### Aim of the exercise
Check every line of the data below for "white". Copy each one that has it.

### Saved entries
Segment Open

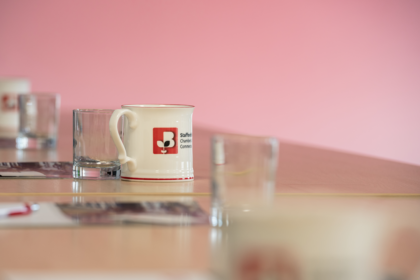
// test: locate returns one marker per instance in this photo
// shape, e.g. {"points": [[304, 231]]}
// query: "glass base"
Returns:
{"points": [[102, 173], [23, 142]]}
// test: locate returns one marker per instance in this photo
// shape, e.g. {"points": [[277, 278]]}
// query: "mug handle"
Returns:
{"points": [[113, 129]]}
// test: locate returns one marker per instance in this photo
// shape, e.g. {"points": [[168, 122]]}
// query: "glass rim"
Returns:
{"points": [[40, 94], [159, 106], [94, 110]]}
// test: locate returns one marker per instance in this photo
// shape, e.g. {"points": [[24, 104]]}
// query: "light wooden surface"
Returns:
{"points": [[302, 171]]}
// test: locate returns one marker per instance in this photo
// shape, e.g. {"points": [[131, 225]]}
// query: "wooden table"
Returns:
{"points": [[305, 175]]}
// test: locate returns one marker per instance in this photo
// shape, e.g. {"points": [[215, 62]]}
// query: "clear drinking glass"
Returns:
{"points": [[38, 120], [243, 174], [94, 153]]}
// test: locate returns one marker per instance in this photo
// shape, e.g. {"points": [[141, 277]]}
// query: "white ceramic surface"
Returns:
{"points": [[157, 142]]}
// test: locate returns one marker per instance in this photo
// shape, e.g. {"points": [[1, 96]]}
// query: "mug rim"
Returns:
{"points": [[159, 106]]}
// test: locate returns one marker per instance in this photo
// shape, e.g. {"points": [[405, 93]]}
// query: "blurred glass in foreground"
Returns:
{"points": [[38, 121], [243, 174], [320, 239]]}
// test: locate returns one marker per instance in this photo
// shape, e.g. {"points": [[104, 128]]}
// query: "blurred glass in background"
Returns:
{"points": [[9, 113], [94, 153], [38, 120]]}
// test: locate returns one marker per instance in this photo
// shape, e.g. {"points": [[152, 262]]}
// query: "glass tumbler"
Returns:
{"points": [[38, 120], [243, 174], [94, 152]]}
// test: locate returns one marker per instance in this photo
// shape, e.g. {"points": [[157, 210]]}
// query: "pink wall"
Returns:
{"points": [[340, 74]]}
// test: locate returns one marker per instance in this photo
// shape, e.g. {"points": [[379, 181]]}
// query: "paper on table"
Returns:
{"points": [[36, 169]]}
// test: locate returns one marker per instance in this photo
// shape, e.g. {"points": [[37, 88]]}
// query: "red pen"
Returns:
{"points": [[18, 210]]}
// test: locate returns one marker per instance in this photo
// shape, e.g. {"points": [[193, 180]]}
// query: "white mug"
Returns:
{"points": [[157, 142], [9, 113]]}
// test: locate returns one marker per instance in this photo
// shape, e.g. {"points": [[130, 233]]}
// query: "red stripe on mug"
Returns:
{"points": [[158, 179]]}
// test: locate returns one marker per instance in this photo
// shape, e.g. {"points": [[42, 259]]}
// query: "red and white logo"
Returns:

Segment Closed
Segment Open

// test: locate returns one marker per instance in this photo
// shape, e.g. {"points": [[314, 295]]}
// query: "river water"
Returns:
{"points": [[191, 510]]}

Segment Closed

### Task response
// query: "white ceramic surface"
// query: "white mug"
// query: "red and white logo"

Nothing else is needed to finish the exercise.